### [EXCERPT TO READ]
* * * * * * *

The pipe is asynchronous, using multiple overlapped write operations (and multiple overlapped reads at the client end), but this is not improving throughput. Is it possible to send messages in parallel over a named pipe? The pipe is created using PIPE_TYPE_MESSAGE, would PIPE_READMODE_BYTE work better? Is there any other way I can improve performance?

This is a deployed solution, so I can't simply replace the pipe with a socket connection (I've read that Windows named pipe aren't recommended for use over a WAN, and I'm wondering if this is why). I'd be grateful for any help with this matter.

+1  A: 

We found that Named Pipes had poor performance from Windows XP onwards.

I don't have a solution for you. But I am concurring with the notion of Named Pipes being useless from XP onwards. We changed our software (in terms of IPC) completely because of it.

Is your comms factored into a separate DLL? Perhaps you could replace the DLL with an interface that looks the same but behaves differently?

Stephen Kellett
Your answer in that link mentions you replaced them with your own shared memory data transport implementation. Did you find the pipes were performing poorly over a network, or were you just using them for local IPC?
MichaelB76
Principally for local IPC. I can't remember the details, it was years ago. I think we did briefly look at network stuff as well. But if its poor locally, its probably going to be worse over the network. We did some searches to find if others had problems with named pipes and sure enough they did and no one had a solution, which is why we changed tack completely. The shared memory solution has been great but it has rather tied our software to working on one machine rather than across a network :-(, which fortunately for us, most of our customers want to work on one machine.
Stephen Kellett
Interesting, but unfortunately that doesn't help me with the problem. We have a deployed solution consisting of 46 servers over 3 continents, using named pipes for IPC.
MichaelB76
A: 

I've implemented a work around, introducing a small (~1ms) fixed delay to buffer up as much data as possible before writing to the pipe. Over a network link with a RTT of 200ms, I can send ten times as much data in about a third of the time.

I send a message down the pipe when it first connects, so the client can determine the comms mode supported by the server and send data accordingly.

* * * * * * *

### [STORED RECORDS]
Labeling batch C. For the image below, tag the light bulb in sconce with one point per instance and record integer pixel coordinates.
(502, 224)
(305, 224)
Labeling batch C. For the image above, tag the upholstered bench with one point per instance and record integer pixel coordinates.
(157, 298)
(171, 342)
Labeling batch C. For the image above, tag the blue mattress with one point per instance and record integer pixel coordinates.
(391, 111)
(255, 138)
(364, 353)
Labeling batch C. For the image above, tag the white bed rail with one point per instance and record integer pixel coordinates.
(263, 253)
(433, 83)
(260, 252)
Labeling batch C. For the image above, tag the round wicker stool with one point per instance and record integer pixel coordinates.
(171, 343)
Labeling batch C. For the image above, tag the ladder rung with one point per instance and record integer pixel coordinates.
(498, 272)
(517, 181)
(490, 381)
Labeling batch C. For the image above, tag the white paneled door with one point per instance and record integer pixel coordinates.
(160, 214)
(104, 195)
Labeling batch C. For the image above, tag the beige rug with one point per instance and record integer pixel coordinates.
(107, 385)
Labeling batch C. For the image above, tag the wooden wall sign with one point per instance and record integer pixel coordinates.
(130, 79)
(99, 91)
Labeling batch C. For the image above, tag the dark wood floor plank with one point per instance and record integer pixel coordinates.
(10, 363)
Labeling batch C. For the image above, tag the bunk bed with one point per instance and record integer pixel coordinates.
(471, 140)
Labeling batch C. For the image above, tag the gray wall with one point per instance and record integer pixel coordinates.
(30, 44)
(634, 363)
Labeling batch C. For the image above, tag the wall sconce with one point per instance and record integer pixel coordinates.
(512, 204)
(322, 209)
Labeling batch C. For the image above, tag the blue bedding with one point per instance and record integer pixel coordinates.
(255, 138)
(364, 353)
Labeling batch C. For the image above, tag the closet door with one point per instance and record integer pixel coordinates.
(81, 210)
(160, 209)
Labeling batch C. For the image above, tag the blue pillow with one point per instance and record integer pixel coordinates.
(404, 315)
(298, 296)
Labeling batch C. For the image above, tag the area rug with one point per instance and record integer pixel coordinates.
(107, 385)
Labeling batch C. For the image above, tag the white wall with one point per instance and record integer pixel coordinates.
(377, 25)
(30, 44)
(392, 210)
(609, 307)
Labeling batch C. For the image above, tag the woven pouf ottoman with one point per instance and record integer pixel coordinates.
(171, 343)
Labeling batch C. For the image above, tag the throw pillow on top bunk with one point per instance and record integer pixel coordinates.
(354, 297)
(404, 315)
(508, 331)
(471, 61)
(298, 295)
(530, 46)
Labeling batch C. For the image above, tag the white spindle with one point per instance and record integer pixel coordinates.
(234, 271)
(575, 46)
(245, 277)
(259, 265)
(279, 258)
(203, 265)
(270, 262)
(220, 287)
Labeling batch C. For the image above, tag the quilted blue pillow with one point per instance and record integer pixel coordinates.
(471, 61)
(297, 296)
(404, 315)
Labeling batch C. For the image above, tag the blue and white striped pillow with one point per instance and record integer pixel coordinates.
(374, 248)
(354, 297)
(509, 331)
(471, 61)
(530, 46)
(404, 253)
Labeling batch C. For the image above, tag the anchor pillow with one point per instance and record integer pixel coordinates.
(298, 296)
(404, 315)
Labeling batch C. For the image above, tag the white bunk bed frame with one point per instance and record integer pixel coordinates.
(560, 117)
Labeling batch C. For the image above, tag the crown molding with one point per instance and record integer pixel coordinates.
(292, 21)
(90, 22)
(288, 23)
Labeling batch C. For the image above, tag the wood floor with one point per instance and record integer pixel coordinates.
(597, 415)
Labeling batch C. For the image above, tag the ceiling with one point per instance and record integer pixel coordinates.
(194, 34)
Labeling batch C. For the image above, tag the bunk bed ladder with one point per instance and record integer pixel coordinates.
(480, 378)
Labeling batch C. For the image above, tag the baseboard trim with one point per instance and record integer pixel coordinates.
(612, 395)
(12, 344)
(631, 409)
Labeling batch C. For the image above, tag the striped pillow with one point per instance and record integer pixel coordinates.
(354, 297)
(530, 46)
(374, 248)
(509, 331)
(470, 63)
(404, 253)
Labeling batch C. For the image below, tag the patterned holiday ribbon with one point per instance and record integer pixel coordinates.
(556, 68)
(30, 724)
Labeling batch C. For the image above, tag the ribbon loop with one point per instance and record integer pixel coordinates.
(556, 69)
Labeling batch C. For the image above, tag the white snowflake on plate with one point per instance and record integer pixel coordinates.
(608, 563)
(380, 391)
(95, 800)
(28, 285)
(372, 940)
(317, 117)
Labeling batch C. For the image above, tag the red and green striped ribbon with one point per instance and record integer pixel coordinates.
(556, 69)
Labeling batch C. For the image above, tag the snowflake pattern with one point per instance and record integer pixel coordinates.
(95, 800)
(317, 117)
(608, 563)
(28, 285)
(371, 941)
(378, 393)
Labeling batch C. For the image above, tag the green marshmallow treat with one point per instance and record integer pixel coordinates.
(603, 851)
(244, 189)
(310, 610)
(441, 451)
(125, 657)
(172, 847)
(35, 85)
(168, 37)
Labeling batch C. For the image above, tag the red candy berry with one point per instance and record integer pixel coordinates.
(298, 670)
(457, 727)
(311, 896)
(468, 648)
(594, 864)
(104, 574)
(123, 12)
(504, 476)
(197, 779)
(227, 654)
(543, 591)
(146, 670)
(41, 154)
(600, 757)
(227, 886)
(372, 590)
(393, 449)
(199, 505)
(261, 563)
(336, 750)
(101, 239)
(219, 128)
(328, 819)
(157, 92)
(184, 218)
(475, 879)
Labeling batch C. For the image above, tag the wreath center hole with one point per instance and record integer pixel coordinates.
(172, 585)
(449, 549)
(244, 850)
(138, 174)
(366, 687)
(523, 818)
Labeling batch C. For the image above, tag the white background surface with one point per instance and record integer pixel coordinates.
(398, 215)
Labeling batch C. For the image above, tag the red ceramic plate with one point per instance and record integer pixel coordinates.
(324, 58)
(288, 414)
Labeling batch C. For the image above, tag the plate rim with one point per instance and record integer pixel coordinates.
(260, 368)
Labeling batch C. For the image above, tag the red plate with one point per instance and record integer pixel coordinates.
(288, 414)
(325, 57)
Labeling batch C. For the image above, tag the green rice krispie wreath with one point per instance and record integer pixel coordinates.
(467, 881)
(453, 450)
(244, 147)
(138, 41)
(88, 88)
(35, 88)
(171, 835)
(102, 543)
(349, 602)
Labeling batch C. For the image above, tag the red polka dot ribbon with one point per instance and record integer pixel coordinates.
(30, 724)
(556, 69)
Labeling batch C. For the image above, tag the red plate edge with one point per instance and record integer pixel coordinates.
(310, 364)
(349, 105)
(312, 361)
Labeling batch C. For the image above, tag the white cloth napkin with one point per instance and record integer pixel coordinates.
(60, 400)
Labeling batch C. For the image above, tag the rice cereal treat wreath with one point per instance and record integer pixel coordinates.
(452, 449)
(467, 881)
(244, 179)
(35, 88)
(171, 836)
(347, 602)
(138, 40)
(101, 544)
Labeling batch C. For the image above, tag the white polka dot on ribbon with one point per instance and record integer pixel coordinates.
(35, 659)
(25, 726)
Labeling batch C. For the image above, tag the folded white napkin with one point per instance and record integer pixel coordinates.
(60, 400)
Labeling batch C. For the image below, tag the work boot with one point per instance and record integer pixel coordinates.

* * * * * * *

### [JOBS]
[1] According to the named-pipe discussion, why did Stephen Kellett's team completely change how their software handles IPC? Answer in one to three sentences.
[2] Quote the stretch of the named-pipe discussion from "I've implemented a" through "of the time.".
Rely only on the named-pipe discussion for your answers.

### [EXPECTED OUTPUTS]
[1] They found that named pipes performed poorly from Windows XP onward. Their searches showed that others had the same problems and that no one had a solution, so they dropped named pipes for their own shared memory transport.

[2]
I've implemented a work around, introducing a small (~1ms) fixed delay to buffer up as much data as possible before writing to the pipe. Over a network link with a RTT of 200ms, I can send ten times as much data in about a third of the time.